Prompt ▸ Swap "clicks" for "points" in the rows starting at the beginning of the rows and ending at the line that contains "box: [74, 109, 349, 227]", leaving everything else unchanged. Reproduce only those lines and omit the pictures.

Stored data
* * * *
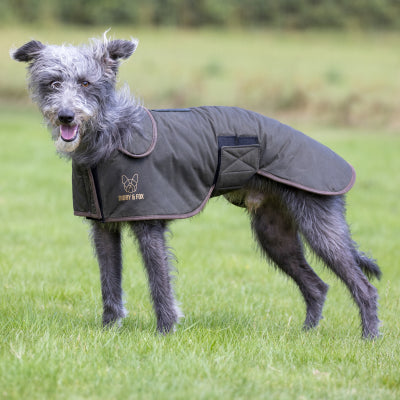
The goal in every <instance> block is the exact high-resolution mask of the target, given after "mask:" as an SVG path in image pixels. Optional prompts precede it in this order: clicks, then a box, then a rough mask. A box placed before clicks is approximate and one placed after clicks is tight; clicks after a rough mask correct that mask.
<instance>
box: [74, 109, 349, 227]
mask: <svg viewBox="0 0 400 400" xmlns="http://www.w3.org/2000/svg"><path fill="white" fill-rule="evenodd" d="M145 111H146V113H144V114H145V117H144V118H143V121H142V122H141V128H140V130H137V131H134V132H132V135H133V140H132V145H131V146H130V147H129V148H119V149H118V150H115V151H114V152H113V153H112V155H111V156H110V157H109V158H108V159H107V160H104V161H102V162H100V163H99V164H98V165H97V166H96V167H95V168H91V169H85V168H82V167H80V166H79V165H77V164H75V163H73V167H72V188H73V206H74V213H75V215H78V216H84V217H88V218H92V219H97V220H101V221H105V222H112V221H133V220H147V219H176V218H187V217H191V216H193V215H195V214H197V213H199V212H200V211H201V210H202V209H203V207H204V206H205V204H206V202H207V201H208V199H209V198H210V197H211V196H217V195H220V194H223V193H225V192H227V191H229V190H233V189H240V188H241V187H243V186H244V185H245V184H246V183H247V182H248V181H249V179H250V178H251V177H252V176H254V175H255V174H258V175H261V176H264V177H266V178H268V179H272V180H274V181H278V182H281V183H283V184H286V185H289V186H293V187H296V188H299V189H302V190H305V191H308V192H312V193H316V194H320V195H338V194H343V193H346V192H347V191H348V190H350V188H351V187H352V186H353V184H354V181H355V172H354V169H353V168H352V166H351V165H350V164H348V163H347V162H346V161H345V160H343V159H342V158H341V157H339V156H338V155H337V154H336V153H334V152H333V151H332V150H330V149H329V148H327V147H326V146H324V145H322V144H320V143H319V142H317V141H315V140H313V139H311V138H310V137H308V136H306V135H304V134H303V133H301V132H299V131H297V130H295V129H293V128H291V127H289V126H287V125H284V124H281V123H280V122H278V121H276V120H274V119H271V118H267V117H265V116H263V115H261V114H258V113H255V112H251V111H247V110H243V109H240V108H234V107H195V108H188V109H173V110H151V111H149V110H147V109H145Z"/></svg>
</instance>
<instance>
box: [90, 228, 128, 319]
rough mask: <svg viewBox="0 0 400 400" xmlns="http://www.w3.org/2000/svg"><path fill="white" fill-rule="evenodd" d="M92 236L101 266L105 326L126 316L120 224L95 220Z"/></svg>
mask: <svg viewBox="0 0 400 400" xmlns="http://www.w3.org/2000/svg"><path fill="white" fill-rule="evenodd" d="M92 238H93V244H94V248H95V250H96V255H97V259H98V262H99V267H100V279H101V293H102V296H103V326H108V325H112V324H113V323H115V322H118V321H119V320H120V319H121V318H124V317H125V315H126V311H125V308H124V305H123V303H122V287H121V281H122V255H121V232H120V228H119V225H117V224H107V223H101V222H93V225H92Z"/></svg>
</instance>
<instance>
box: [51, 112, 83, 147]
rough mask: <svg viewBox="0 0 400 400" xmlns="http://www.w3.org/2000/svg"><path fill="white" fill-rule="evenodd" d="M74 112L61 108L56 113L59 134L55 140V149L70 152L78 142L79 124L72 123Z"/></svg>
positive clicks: (78, 134)
mask: <svg viewBox="0 0 400 400" xmlns="http://www.w3.org/2000/svg"><path fill="white" fill-rule="evenodd" d="M74 119H75V113H74V112H73V111H71V110H68V109H62V110H60V112H59V113H58V121H59V122H60V126H59V135H58V139H57V141H56V147H57V150H58V151H60V152H63V153H71V152H72V151H74V150H75V149H76V148H77V147H78V146H79V143H80V134H79V125H77V124H74V123H73V121H74Z"/></svg>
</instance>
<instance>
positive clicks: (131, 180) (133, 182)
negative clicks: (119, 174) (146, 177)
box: [122, 174, 139, 193]
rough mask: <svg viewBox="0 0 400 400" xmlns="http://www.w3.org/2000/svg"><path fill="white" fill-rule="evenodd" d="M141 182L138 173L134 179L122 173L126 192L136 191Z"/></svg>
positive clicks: (122, 180) (124, 188)
mask: <svg viewBox="0 0 400 400" xmlns="http://www.w3.org/2000/svg"><path fill="white" fill-rule="evenodd" d="M138 182H139V176H138V174H134V175H133V177H132V179H129V178H128V177H127V176H126V175H122V184H123V185H124V189H125V192H126V193H134V192H136V190H137V184H138Z"/></svg>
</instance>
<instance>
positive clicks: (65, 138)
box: [60, 125, 78, 142]
mask: <svg viewBox="0 0 400 400" xmlns="http://www.w3.org/2000/svg"><path fill="white" fill-rule="evenodd" d="M77 132H78V125H73V126H67V125H60V133H61V138H62V139H63V140H65V141H66V142H71V141H72V140H74V139H75V137H76V134H77Z"/></svg>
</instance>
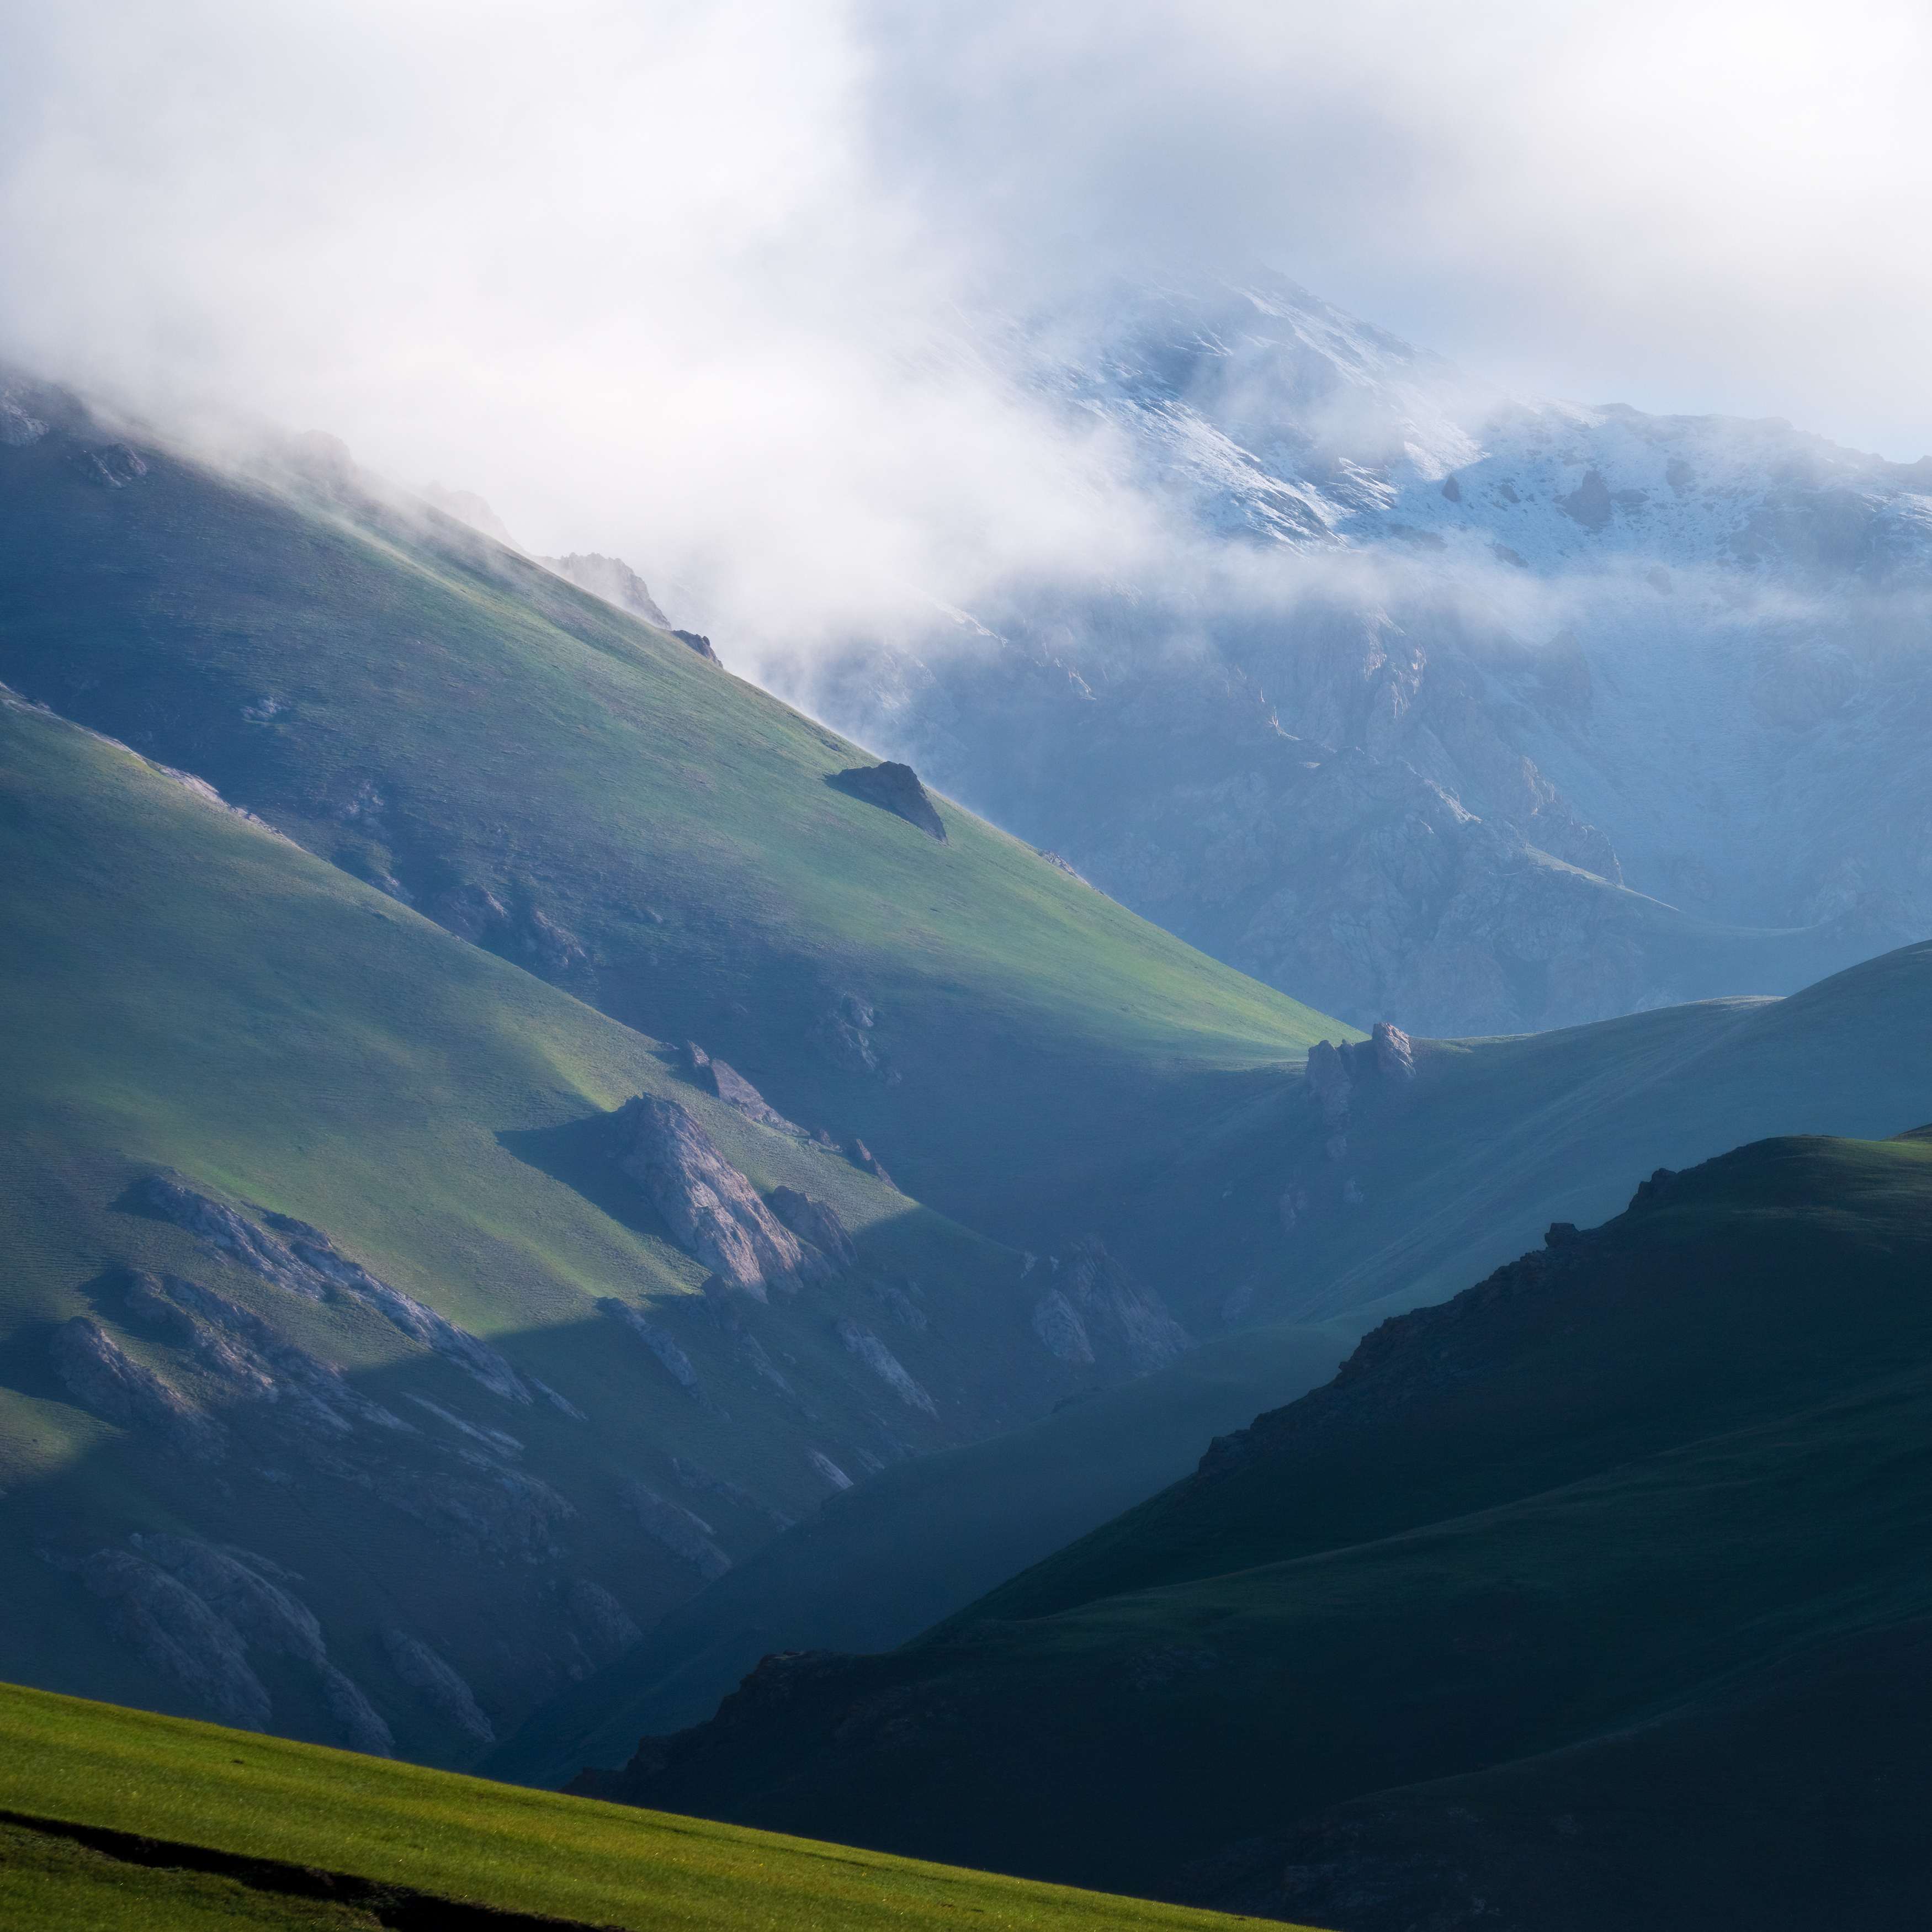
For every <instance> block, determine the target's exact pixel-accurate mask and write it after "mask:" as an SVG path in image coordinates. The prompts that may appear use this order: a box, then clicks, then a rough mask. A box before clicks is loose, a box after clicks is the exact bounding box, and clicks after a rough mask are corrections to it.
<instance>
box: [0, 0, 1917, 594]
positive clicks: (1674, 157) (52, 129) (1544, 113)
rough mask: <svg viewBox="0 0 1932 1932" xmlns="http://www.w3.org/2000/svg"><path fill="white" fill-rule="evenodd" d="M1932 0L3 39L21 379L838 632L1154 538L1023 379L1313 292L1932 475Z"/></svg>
mask: <svg viewBox="0 0 1932 1932" xmlns="http://www.w3.org/2000/svg"><path fill="white" fill-rule="evenodd" d="M1928 19H1932V15H1928V12H1926V10H1924V8H1920V6H1895V4H1876V0H1837V4H1833V6H1816V4H1804V6H1793V4H1783V6H1779V4H1754V6H1743V4H1731V0H1721V4H1719V0H1704V4H1698V0H1675V4H1669V6H1665V4H1656V0H1627V4H1623V6H1617V8H1605V6H1565V4H1551V0H1542V4H1520V0H1470V4H1463V6H1441V4H1418V0H1352V4H1350V6H1335V4H1333V0H1325V4H1306V0H1262V4H1256V0H1186V4H1179V0H1109V4H1105V6H1103V4H1095V0H1059V4H1045V6H1043V4H1039V0H1030V4H1016V0H976V4H974V6H960V4H954V6H945V8H935V6H925V8H920V6H896V8H895V6H879V4H860V0H852V4H831V0H703V4H690V0H624V4H616V0H556V4H547V6H543V8H537V6H527V4H522V6H512V4H500V0H464V4H446V0H383V4H371V0H327V4H319V0H278V4H274V6H261V4H259V0H168V4H166V6H162V4H155V0H75V4H71V6H64V8H46V6H29V4H23V0H12V4H10V6H6V8H0V354H10V355H14V357H15V359H19V361H25V363H29V365H33V367H37V369H43V371H48V373H54V375H66V377H75V379H83V381H91V383H108V384H116V386H118V388H120V390H122V392H126V394H129V396H133V398H151V400H156V402H170V404H180V402H182V400H184V398H185V400H195V398H209V400H220V402H226V404H232V406H236V408H243V410H251V412H261V413H265V415H270V417H274V419H278V421H284V423H288V425H292V427H317V429H328V431H334V433H336V435H342V437H346V439H348V440H350V444H352V446H354V450H355V452H357V456H359V458H363V460H365V462H369V464H373V466H379V468H383V469H386V471H390V473H394V475H402V477H408V479H431V477H435V479H439V481H442V483H446V485H452V487H468V489H475V491H479V493H481V495H485V497H487V498H491V502H493V504H495V506H497V508H498V512H500V514H502V516H504V520H506V522H508V524H510V527H512V529H514V531H516V533H518V535H520V537H522V539H524V541H526V543H529V545H531V547H535V549H558V547H570V549H605V551H616V553H620V554H624V556H628V558H630V560H632V562H634V564H638V568H641V570H643V572H645V574H647V576H651V578H653V582H665V580H667V578H668V580H672V582H699V580H703V582H709V583H713V585H717V583H736V585H740V614H742V618H744V622H748V624H750V622H767V624H769V622H782V620H784V618H786V612H792V616H794V618H796V620H798V622H802V624H810V622H825V624H837V622H844V620H848V618H850V616H852V611H862V609H864V605H866V597H867V595H869V593H867V591H866V589H864V585H867V583H885V582H895V583H896V582H914V583H918V585H920V587H923V589H929V591H933V593H935V595H945V597H951V599H952V601H968V599H970V595H972V587H974V583H976V582H985V580H991V578H993V576H997V574H1001V572H1007V570H1012V568H1037V566H1051V564H1053V562H1055V558H1061V556H1082V558H1086V560H1088V562H1092V560H1094V558H1095V556H1099V558H1101V564H1103V560H1105V551H1107V547H1109V545H1115V547H1119V545H1130V543H1132V541H1134V516H1132V514H1130V510H1122V506H1121V504H1119V502H1117V500H1113V498H1111V497H1109V489H1107V483H1105V477H1103V475H1101V473H1099V471H1097V469H1095V466H1094V452H1090V450H1082V448H1078V446H1070V444H1068V442H1066V439H1065V435H1063V433H1061V429H1057V427H1055V423H1053V421H1049V419H1047V417H1045V413H1043V412H1039V410H1037V408H1034V406H1030V404H1028V402H1024V400H1022V398H1018V396H1014V394H1012V392H1010V388H1009V386H1007V384H1005V383H1003V379H1001V371H999V367H997V365H993V363H989V361H987V359H985V357H983V354H981V350H980V348H978V346H976V344H978V342H980V340H981V334H980V321H978V319H980V315H981V313H983V311H985V309H995V311H1007V313H1012V311H1024V309H1030V307H1034V305H1037V303H1041V301H1047V299H1055V298H1059V296H1065V294H1068V292H1074V290H1078V288H1080V286H1082V284H1084V282H1090V280H1094V278H1097V276H1101V274H1103V272H1105V270H1107V267H1109V265H1113V263H1117V261H1128V259H1150V257H1155V259H1157V257H1163V255H1175V253H1182V255H1190V257H1194V259H1202V261H1229V263H1238V261H1242V259H1264V261H1267V263H1271V265H1273V267H1277V269H1281V270H1285V272H1289V274H1293V276H1294V278H1296V280H1300V282H1304V284H1308V286H1310V288H1314V290H1316V292H1318V294H1321V296H1325V298H1329V299H1331V301H1335V303H1339V305H1343V307H1349V309H1354V311H1356V313H1360V315H1366V317H1368V319H1370V321H1376V323H1381V325H1383V327H1387V328H1393V330H1395V332H1399V334H1405V336H1408V338H1410V340H1416V342H1420V344H1426V346H1430V348H1435V350H1441V352H1445V354H1447V355H1451V357H1455V359H1457V361H1461V363H1463V365H1464V367H1468V369H1470V371H1474V373H1478V375H1482V377H1488V379H1492V381H1495V383H1499V384H1503V386H1507V388H1517V390H1526V392H1544V394H1559V396H1571V398H1577V400H1584V402H1611V400H1617V402H1629V404H1634V406H1638V408H1644V410H1665V412H1671V410H1681V412H1704V410H1718V412H1725V413H1739V415H1785V417H1791V419H1793V421H1797V423H1799V425H1801V427H1806V429H1816V431H1820V433H1824V435H1830V437H1833V439H1837V440H1841V442H1849V444H1853V446H1859V448H1870V450H1878V452H1882V454H1886V456H1891V458H1897V460H1913V458H1917V456H1920V454H1924V452H1926V450H1932V361H1928V357H1926V350H1924V323H1926V317H1928V313H1932V251H1928V247H1926V232H1928V226H1932V224H1928V201H1932V135H1928V133H1926V126H1928V122H1926V106H1924V104H1926V100H1932V25H1928Z"/></svg>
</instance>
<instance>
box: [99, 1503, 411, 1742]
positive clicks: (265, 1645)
mask: <svg viewBox="0 0 1932 1932" xmlns="http://www.w3.org/2000/svg"><path fill="white" fill-rule="evenodd" d="M129 1542H131V1544H133V1546H135V1549H139V1551H141V1555H145V1557H149V1559H151V1561H153V1563H158V1565H160V1567H162V1569H164V1571H168V1575H170V1577H172V1578H174V1580H176V1582H178V1584H182V1586H184V1588H187V1590H191V1592H193V1594H195V1596H197V1598H201V1602H203V1604H205V1605H207V1607H209V1609H211V1611H213V1613H214V1615H216V1617H218V1619H220V1621H222V1623H224V1625H228V1629H230V1631H234V1634H236V1636H240V1638H241V1642H243V1644H247V1646H249V1648H253V1650H267V1652H270V1654H272V1656H284V1658H294V1660H296V1662H298V1663H305V1665H307V1667H309V1669H311V1671H315V1675H317V1681H319V1683H321V1690H323V1700H325V1702H327V1704H328V1712H330V1716H332V1718H334V1719H336V1723H338V1725H340V1727H342V1743H344V1745H346V1747H348V1748H350V1750H361V1752H367V1754H369V1756H377V1758H388V1756H394V1750H396V1739H394V1737H392V1735H390V1729H388V1725H386V1723H384V1721H383V1716H381V1712H377V1708H375V1706H373V1704H371V1702H369V1698H367V1696H365V1694H363V1690H361V1687H359V1685H357V1683H355V1681H354V1679H352V1677H350V1675H348V1673H346V1671H342V1669H338V1667H336V1665H334V1663H330V1662H328V1650H327V1646H325V1642H323V1627H321V1625H319V1623H317V1621H315V1613H313V1611H311V1609H309V1605H307V1604H303V1602H301V1600H299V1598H296V1596H292V1594H290V1592H288V1590H284V1588H280V1586H278V1584H276V1582H272V1580H269V1577H265V1575H261V1571H259V1569H257V1565H263V1567H269V1569H272V1565H269V1563H267V1559H265V1557H253V1559H251V1561H247V1563H243V1561H240V1559H238V1557H236V1555H228V1553H226V1551H220V1549H214V1548H211V1546H209V1544H197V1542H189V1540H187V1538H185V1536H141V1534H135V1536H131V1538H129ZM102 1553H104V1551H102ZM137 1588H139V1584H137ZM184 1629H185V1627H184Z"/></svg>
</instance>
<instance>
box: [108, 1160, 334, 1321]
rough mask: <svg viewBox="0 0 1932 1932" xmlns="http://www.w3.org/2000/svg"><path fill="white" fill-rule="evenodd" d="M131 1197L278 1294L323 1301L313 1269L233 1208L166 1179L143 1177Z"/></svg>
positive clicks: (271, 1235)
mask: <svg viewBox="0 0 1932 1932" xmlns="http://www.w3.org/2000/svg"><path fill="white" fill-rule="evenodd" d="M137 1192H139V1198H141V1200H143V1202H145V1206H149V1208H153V1209H155V1211H156V1213H158V1215H160V1217H162V1219H164V1221H172V1223H174V1225H176V1227H185V1229H187V1231H189V1233H191V1235H199V1236H201V1238H203V1240H205V1242H207V1244H209V1246H211V1248H216V1250H218V1252H222V1254H226V1256H228V1260H232V1262H238V1264H240V1265H241V1267H245V1269H249V1273H255V1275H261V1277H263V1281H272V1283H274V1285H276V1287H278V1289H288V1293H290V1294H301V1296H305V1298H307V1300H311V1302H319V1300H325V1298H327V1293H328V1291H327V1285H325V1283H323V1281H319V1279H317V1277H315V1271H313V1269H309V1267H303V1265H301V1264H299V1262H298V1260H296V1258H294V1254H290V1252H288V1248H286V1246H284V1244H282V1242H280V1240H276V1238H274V1236H272V1235H267V1233H263V1229H259V1227H255V1223H253V1221H249V1219H245V1217H243V1215H238V1213H236V1211H234V1208H226V1206H222V1202H213V1200H209V1198H207V1194H197V1192H195V1190H193V1188H187V1186H182V1182H180V1180H172V1179H170V1177H168V1175H149V1177H147V1180H145V1182H143V1184H141V1188H139V1190H137Z"/></svg>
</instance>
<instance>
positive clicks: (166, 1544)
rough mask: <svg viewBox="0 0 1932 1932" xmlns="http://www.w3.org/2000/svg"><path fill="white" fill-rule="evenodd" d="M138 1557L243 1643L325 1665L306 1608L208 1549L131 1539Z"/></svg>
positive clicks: (287, 1657) (326, 1659)
mask: <svg viewBox="0 0 1932 1932" xmlns="http://www.w3.org/2000/svg"><path fill="white" fill-rule="evenodd" d="M129 1542H131V1544H133V1546H135V1549H139V1551H141V1555H145V1557H149V1559H151V1561H153V1563H158V1565H160V1567H162V1569H164V1571H168V1575H170V1577H174V1578H176V1582H182V1584H185V1586H187V1588H189V1590H193V1592H195V1596H199V1598H201V1602H203V1604H207V1605H209V1609H213V1611H214V1613H216V1615H218V1617H222V1619H224V1621H226V1623H228V1625H230V1627H232V1629H234V1631H236V1633H238V1634H240V1636H241V1640H243V1642H247V1644H253V1646H255V1648H257V1650H269V1652H272V1654H274V1656H282V1658H296V1662H298V1663H307V1665H309V1667H311V1669H321V1667H323V1665H325V1663H327V1662H328V1652H327V1646H325V1644H323V1627H321V1625H319V1623H317V1621H315V1613H313V1611H311V1609H309V1605H307V1604H301V1602H298V1600H296V1598H292V1596H290V1594H288V1592H286V1590H280V1588H276V1586H274V1584H272V1582H269V1580H267V1578H265V1577H257V1575H255V1571H251V1569H247V1567H245V1565H243V1563H238V1561H236V1559H234V1557H230V1555H222V1551H220V1549H214V1548H211V1546H209V1544H195V1542H189V1540H187V1538H185V1536H139V1534H135V1536H131V1538H129Z"/></svg>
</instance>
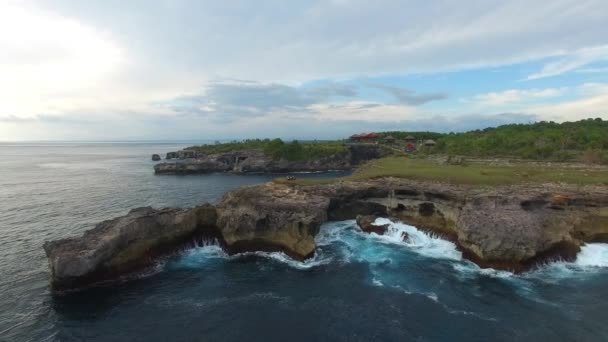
* * * *
Exercise solution ▸
The goal in every <instance> block is the exact high-resolution mask of the target, given after "mask:" as an SVG path in image pixels. Optional prompts precede it in this order: points, then a box, then a rough mask. A box placed before points is approximate and one placed after points is tight; points after a rough mask correct that mask.
<instance>
box: [74, 109, 349, 227]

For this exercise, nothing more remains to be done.